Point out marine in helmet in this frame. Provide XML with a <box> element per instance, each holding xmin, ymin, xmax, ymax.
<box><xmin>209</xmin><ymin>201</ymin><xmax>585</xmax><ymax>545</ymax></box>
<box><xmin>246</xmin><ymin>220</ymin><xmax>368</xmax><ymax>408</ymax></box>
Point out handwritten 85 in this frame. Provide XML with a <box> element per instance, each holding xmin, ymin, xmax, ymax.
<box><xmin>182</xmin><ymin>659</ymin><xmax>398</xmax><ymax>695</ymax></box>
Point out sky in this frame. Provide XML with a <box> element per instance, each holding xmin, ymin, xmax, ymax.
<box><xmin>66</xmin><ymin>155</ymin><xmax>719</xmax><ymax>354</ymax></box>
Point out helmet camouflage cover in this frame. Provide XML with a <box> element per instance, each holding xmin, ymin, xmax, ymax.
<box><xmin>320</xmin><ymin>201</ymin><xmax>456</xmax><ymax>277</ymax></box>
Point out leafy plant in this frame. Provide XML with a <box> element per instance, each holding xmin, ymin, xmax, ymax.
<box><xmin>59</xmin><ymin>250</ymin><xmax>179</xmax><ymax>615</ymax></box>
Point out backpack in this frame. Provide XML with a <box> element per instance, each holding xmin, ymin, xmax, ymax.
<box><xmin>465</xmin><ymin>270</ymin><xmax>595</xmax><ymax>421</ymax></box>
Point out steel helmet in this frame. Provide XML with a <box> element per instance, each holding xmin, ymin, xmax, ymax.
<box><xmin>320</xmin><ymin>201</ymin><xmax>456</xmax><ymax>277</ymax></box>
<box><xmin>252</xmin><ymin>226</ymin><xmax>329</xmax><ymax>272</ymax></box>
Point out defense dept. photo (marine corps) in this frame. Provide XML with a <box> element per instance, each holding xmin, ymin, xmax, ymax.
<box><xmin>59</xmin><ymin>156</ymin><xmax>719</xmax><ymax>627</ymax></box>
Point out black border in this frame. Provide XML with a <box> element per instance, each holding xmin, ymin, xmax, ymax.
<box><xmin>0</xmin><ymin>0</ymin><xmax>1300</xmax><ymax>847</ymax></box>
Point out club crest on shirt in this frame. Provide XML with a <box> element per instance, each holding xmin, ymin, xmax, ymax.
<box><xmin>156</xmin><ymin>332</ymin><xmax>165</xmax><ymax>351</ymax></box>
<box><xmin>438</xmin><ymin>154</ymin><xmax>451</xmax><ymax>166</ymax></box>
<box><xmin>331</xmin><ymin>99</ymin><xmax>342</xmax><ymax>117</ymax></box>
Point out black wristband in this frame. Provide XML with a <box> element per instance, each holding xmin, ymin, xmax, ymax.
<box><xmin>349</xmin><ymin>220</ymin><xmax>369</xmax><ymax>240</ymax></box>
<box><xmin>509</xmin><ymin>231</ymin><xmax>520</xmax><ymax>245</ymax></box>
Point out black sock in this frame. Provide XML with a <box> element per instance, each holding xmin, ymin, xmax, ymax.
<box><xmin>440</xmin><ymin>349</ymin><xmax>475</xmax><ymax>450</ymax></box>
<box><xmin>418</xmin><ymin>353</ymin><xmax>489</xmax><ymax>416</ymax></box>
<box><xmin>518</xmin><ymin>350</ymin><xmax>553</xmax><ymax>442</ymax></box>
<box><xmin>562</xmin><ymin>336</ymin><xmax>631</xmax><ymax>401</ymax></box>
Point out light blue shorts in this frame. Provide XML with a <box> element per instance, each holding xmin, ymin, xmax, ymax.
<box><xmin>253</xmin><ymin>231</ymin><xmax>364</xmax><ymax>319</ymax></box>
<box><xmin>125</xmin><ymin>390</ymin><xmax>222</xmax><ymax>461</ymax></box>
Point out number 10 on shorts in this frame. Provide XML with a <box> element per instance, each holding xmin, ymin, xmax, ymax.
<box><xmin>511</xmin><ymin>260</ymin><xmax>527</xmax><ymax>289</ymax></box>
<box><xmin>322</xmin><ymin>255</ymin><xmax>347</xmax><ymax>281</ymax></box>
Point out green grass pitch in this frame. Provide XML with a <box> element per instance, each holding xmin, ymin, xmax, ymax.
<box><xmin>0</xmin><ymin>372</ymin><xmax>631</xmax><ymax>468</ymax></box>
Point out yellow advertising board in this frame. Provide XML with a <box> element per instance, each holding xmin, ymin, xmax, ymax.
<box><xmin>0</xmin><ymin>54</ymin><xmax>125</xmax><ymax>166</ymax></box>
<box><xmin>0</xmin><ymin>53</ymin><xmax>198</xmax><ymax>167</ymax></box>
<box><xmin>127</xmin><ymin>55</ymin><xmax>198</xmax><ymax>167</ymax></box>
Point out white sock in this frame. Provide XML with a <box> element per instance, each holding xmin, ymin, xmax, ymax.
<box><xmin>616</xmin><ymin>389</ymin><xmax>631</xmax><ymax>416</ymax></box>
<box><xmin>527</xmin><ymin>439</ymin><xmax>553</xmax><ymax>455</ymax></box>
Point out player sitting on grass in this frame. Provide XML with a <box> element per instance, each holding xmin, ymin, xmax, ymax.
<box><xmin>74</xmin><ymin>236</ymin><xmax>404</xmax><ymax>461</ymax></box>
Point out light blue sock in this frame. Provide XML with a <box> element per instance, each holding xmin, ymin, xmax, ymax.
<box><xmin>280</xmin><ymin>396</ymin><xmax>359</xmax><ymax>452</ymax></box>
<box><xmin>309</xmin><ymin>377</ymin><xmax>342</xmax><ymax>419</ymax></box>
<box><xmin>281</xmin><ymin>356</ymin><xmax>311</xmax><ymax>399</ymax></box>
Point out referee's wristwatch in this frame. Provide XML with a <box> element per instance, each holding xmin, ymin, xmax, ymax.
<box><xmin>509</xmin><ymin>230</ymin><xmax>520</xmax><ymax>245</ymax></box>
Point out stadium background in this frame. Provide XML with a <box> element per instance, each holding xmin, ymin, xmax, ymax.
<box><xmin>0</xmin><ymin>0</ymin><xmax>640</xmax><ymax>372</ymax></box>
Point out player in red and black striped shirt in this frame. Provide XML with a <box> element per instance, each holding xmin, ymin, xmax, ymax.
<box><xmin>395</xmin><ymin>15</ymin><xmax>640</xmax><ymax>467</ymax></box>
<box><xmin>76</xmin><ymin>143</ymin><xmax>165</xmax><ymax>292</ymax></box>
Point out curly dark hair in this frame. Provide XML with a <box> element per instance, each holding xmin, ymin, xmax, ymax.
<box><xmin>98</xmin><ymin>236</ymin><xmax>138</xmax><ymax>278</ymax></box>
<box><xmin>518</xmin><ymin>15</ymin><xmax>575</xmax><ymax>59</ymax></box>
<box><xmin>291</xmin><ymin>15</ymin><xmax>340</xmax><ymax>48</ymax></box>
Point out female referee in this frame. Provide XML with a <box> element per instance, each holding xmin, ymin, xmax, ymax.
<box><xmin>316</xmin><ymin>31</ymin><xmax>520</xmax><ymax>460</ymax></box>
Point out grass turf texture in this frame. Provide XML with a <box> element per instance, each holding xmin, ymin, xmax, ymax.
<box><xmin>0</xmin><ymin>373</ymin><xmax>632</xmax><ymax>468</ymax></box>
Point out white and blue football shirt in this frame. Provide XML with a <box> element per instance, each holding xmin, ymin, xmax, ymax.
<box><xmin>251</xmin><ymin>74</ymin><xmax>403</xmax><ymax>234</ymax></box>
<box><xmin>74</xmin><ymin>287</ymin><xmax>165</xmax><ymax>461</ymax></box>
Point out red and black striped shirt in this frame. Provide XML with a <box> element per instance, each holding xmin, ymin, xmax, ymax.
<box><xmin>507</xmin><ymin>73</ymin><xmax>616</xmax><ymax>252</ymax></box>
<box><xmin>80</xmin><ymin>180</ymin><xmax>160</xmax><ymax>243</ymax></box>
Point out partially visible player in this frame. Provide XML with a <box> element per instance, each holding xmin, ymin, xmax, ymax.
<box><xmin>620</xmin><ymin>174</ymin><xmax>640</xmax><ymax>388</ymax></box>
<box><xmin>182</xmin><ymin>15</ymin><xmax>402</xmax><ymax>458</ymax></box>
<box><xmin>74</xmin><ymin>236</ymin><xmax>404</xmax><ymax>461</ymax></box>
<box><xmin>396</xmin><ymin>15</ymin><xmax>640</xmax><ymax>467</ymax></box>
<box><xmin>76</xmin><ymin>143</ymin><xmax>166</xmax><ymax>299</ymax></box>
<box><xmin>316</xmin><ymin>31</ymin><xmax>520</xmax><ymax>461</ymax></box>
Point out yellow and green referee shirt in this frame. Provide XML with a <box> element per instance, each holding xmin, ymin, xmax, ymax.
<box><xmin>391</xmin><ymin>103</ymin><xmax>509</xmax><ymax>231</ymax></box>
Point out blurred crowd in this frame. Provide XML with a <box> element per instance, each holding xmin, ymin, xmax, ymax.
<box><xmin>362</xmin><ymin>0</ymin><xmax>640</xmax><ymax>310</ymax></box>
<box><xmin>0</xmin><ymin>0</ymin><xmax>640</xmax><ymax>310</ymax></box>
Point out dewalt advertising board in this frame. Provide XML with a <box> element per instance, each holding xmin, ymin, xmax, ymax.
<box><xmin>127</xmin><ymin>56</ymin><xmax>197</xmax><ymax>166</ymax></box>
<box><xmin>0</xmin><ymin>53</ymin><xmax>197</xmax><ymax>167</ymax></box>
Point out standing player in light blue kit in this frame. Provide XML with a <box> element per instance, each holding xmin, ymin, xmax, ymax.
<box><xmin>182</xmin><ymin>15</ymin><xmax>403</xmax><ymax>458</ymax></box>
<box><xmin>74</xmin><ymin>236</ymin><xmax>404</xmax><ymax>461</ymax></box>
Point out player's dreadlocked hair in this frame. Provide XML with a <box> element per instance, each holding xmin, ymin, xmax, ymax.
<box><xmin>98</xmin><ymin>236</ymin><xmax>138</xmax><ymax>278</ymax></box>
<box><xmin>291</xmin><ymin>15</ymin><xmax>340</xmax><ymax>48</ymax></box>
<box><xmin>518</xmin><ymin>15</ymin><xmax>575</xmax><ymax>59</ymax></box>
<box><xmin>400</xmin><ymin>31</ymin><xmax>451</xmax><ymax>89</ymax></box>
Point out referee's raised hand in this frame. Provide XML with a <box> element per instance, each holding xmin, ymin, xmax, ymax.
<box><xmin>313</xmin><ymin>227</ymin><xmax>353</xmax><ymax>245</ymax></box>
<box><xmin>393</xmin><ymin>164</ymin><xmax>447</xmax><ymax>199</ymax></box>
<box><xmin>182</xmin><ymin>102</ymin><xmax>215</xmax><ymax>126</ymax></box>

■ ■ ■ ■

**What you will do**
Tally the lines of the listing above that contain the string "player", matching case exactly. Give only the number.

**Exercise result**
5